Work required:
Print each of the records below word for word, keeping every line unchanged.
»»
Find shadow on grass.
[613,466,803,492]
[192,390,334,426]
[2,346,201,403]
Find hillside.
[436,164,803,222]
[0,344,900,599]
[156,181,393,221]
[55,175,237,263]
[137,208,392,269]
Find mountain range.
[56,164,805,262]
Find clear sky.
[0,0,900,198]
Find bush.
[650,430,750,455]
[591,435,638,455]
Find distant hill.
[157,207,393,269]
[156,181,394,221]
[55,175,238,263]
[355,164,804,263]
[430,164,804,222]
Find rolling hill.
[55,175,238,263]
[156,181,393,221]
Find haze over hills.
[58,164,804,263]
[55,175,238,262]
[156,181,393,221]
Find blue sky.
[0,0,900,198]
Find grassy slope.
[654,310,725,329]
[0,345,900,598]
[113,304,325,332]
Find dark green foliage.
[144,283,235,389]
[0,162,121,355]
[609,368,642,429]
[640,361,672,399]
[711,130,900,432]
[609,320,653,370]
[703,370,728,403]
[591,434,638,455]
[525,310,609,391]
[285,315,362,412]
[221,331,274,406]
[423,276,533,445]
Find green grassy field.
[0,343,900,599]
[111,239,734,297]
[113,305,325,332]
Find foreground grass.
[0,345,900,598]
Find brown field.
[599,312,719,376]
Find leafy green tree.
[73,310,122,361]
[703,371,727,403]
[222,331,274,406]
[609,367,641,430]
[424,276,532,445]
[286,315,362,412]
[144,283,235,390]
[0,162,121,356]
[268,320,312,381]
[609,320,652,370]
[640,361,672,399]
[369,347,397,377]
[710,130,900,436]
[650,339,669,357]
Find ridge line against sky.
««
Task result:
Find shadow on grass.
[613,466,803,492]
[192,390,334,426]
[2,346,201,403]
Find hillside.
[436,164,803,222]
[0,344,900,599]
[156,181,393,221]
[55,175,237,263]
[137,208,392,269]
Find mountain range.
[56,164,805,262]
Find clear sky.
[0,0,900,198]
Find bush.
[650,430,750,455]
[591,435,638,455]
Find distant hill.
[157,207,393,269]
[156,181,394,221]
[55,175,238,263]
[355,164,804,263]
[430,164,804,222]
Find rolling hill.
[55,175,238,263]
[156,181,393,221]
Find haze over hills.
[58,164,804,263]
[55,175,238,262]
[156,181,393,221]
Find blue sky.
[0,0,900,198]
Find grassy slope.
[654,310,725,329]
[0,345,900,598]
[113,304,325,332]
Find dark green foliage.
[144,283,235,389]
[0,162,121,355]
[609,368,642,429]
[640,361,672,399]
[711,130,900,432]
[609,320,653,370]
[703,370,728,403]
[591,434,638,455]
[525,310,609,391]
[285,315,362,412]
[221,331,274,406]
[423,276,533,445]
Find green grassy field.
[0,343,900,599]
[111,239,734,297]
[113,305,325,332]
Find foreground grass.
[0,345,900,598]
Find brown field.
[599,312,719,376]
Find leafy green tree.
[73,310,122,361]
[703,371,727,403]
[222,331,274,406]
[609,367,641,430]
[424,276,532,445]
[286,315,362,412]
[144,283,235,390]
[0,162,121,356]
[268,320,312,381]
[609,320,652,370]
[640,361,672,399]
[369,347,397,377]
[710,130,900,436]
[650,339,669,357]
Find ridge line against sky.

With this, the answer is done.